## Work order
Could you print each entry below verbatim while omitting the pictures?
+++
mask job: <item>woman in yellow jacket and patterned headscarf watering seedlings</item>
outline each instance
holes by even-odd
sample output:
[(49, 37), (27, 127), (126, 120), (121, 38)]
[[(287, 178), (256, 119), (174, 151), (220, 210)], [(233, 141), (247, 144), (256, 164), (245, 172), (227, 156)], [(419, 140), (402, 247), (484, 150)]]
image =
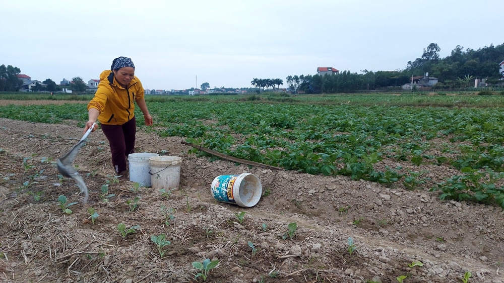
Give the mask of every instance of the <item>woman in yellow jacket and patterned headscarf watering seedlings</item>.
[[(128, 57), (112, 61), (110, 70), (100, 74), (100, 83), (94, 98), (88, 104), (87, 131), (98, 120), (108, 139), (112, 153), (112, 165), (117, 175), (126, 176), (128, 154), (135, 149), (135, 103), (144, 113), (145, 124), (152, 126), (152, 116), (147, 110), (144, 87), (135, 76), (135, 65)], [(93, 132), (98, 128), (96, 125)]]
+++
## Solution
mask job: <item>woman in yellow jacket and patterned headscarf watering seedlings</item>
outline each instance
holes by even-odd
sample output:
[(49, 37), (27, 127), (126, 120), (121, 38)]
[[(287, 178), (256, 119), (174, 151), (220, 210)], [(233, 141), (247, 144), (256, 164), (245, 172), (227, 156)], [(419, 140), (402, 247), (484, 150)]]
image =
Give the mask of every instance of the <item>woman in yellow jacket and patterned headscarf watering seedlings</item>.
[[(128, 57), (112, 61), (110, 70), (100, 74), (100, 83), (94, 98), (88, 104), (87, 131), (98, 120), (108, 139), (112, 153), (112, 165), (117, 175), (126, 176), (128, 154), (135, 149), (135, 103), (144, 113), (145, 124), (152, 126), (152, 116), (147, 110), (144, 87), (135, 76), (135, 65)], [(93, 132), (98, 128), (96, 125)]]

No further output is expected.